#### WHAT IS NEEDED:
After finding the line that contains "the chrome faucet", give again that line and each one following it, exactly, until the records end.
== INPUT RECORDS ==
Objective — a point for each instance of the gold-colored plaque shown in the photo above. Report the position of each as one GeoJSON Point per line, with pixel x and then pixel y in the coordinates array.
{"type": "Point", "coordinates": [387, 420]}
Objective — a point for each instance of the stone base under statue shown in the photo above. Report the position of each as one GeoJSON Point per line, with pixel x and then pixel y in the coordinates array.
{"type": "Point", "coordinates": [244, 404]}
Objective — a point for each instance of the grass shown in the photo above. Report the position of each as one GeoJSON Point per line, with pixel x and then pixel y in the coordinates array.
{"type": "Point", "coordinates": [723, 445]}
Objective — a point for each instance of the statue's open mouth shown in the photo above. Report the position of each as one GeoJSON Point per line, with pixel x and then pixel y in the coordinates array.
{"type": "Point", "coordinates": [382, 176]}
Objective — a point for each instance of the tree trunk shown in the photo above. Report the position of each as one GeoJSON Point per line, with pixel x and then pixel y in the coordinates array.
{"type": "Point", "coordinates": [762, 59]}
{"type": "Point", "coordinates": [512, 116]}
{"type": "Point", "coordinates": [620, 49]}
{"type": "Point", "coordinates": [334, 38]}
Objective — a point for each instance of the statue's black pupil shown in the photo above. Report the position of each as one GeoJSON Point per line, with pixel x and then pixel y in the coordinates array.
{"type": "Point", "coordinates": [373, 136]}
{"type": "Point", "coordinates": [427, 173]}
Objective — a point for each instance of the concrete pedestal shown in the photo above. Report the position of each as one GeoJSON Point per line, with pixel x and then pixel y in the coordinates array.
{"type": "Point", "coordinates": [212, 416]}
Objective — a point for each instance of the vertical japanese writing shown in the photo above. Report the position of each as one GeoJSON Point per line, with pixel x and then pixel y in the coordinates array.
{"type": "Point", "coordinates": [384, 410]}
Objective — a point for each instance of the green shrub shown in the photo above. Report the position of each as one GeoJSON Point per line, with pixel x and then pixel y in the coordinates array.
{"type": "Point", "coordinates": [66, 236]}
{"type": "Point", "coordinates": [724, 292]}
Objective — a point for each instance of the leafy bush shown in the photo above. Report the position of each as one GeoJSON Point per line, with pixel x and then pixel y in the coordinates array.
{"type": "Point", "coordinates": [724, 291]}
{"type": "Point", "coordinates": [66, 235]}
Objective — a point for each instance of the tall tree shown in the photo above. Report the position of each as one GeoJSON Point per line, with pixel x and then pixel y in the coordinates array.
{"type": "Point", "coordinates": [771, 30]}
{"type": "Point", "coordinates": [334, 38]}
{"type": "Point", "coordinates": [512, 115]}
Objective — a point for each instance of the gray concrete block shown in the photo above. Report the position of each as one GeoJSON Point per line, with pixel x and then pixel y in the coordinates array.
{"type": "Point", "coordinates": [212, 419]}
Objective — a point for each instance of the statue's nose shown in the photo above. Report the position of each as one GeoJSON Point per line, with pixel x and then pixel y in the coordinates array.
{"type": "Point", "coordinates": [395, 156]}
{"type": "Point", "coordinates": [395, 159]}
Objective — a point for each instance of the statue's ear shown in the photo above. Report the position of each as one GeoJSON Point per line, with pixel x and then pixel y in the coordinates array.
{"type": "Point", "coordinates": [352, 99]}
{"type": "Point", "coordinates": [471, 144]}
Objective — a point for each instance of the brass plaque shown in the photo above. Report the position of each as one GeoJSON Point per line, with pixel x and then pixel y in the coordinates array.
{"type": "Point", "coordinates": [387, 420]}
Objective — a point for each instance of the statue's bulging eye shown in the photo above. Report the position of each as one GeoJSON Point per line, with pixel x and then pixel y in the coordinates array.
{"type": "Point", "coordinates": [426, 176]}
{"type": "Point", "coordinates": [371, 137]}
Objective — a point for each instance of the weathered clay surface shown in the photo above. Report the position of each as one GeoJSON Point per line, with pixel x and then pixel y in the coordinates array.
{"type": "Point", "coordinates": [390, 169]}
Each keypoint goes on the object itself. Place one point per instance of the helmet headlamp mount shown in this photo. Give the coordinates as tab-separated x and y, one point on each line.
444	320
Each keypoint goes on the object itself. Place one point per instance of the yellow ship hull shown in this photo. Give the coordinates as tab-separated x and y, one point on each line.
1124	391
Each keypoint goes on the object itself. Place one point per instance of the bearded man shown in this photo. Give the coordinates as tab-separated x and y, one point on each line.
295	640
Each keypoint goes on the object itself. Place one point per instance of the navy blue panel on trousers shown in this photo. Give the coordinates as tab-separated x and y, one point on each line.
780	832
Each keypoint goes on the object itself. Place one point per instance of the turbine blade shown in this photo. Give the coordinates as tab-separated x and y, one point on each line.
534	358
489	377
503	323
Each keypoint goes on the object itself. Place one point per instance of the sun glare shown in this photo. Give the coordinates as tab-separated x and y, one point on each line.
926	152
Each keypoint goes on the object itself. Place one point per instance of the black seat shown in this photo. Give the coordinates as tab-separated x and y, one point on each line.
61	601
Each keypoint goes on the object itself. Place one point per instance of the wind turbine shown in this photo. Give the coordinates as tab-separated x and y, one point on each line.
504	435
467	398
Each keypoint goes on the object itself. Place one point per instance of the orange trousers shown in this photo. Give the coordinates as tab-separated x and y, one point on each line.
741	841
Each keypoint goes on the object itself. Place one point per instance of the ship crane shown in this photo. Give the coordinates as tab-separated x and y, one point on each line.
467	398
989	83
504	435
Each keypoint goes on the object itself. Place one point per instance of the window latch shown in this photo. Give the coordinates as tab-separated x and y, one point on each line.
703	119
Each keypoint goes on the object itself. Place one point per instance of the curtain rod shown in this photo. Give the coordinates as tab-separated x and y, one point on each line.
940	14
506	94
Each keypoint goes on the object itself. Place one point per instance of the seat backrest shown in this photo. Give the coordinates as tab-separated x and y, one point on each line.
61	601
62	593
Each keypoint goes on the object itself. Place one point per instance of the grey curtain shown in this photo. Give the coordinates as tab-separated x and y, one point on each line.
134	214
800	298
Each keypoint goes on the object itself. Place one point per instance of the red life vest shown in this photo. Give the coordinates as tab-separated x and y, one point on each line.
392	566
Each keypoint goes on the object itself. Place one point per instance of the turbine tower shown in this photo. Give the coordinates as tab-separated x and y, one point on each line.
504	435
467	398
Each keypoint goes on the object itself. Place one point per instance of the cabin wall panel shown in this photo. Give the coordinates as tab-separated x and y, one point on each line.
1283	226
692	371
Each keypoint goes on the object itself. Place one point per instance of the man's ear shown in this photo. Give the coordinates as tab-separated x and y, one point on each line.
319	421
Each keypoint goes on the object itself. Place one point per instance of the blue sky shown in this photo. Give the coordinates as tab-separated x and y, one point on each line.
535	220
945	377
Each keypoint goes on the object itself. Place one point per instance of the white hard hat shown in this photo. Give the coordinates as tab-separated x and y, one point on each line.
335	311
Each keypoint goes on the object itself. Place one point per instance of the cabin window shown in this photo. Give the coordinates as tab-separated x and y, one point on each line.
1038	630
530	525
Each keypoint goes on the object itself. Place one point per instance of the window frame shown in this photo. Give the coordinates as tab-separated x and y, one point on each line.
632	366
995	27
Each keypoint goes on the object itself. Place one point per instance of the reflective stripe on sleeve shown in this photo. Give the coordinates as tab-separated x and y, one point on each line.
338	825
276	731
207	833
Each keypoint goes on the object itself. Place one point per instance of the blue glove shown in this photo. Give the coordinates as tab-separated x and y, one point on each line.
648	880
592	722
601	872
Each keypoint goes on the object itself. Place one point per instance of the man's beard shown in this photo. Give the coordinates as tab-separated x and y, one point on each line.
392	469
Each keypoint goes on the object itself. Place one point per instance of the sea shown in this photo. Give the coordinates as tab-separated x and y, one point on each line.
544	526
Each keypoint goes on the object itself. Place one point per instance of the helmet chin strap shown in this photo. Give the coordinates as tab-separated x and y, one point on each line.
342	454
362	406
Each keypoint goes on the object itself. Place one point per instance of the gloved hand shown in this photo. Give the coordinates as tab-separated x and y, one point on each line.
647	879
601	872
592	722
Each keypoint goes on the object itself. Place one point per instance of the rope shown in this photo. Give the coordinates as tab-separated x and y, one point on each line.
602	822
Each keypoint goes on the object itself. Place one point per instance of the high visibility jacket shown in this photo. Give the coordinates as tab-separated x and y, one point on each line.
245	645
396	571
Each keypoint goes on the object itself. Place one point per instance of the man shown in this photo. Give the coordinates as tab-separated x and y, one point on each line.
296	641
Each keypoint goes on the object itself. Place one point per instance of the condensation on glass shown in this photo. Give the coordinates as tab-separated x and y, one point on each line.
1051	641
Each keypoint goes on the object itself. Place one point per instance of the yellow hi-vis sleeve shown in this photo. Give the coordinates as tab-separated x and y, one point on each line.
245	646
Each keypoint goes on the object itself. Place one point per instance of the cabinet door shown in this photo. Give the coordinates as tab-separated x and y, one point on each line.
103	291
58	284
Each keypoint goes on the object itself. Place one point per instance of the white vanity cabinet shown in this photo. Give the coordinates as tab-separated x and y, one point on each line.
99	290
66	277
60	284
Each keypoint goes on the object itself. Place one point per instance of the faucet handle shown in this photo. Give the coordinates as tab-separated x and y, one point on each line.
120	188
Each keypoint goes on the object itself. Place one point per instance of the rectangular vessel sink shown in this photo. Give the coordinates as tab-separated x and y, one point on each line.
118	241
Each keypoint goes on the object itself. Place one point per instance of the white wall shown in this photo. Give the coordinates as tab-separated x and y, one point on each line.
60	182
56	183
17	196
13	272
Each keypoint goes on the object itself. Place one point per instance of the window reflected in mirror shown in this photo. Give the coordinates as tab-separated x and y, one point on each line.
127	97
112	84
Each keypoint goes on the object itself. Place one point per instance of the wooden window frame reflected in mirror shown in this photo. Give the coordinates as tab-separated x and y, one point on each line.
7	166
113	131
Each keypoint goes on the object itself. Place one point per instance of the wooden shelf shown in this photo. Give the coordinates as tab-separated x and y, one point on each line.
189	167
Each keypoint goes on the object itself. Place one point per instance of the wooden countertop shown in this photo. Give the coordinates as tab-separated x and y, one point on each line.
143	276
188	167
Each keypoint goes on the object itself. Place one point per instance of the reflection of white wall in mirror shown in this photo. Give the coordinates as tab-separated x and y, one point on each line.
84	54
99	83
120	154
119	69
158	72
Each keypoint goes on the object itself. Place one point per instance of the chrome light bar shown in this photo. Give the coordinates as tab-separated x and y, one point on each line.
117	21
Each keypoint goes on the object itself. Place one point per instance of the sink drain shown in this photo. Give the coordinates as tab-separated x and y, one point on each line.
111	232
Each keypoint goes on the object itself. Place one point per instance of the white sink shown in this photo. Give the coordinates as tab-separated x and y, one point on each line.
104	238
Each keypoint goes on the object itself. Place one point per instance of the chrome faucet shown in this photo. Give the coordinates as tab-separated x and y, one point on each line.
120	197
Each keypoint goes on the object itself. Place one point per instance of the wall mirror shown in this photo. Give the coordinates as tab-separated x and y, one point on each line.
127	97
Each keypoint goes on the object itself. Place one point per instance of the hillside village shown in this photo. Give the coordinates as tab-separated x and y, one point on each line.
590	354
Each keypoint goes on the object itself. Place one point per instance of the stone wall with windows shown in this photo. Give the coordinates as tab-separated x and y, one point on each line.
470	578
===
#### RESPONSE BOX:
Each keypoint goes on the object itself. Place one point per instance of the chrome faucet shown in this photo. Give the coordinates as tab-separated x and y, one point on each line.
120	197
Each keypoint goes on the object itself. Place one point per instance of the wall mirror shown in this photo. Give the coordinates as tab-separated x and y, one point on each line.
127	97
Each keypoint goes on the object itself. Place one point per instance of the hillside village shown in this photo. Give the coordinates as tab-separated x and y, one point on each line.
590	354
Each keypoint goes on the object itself. Place one point per instance of the stone wall with windows shown in this photo. Give the coordinates as tab-separated x and y, one point on each line.
470	578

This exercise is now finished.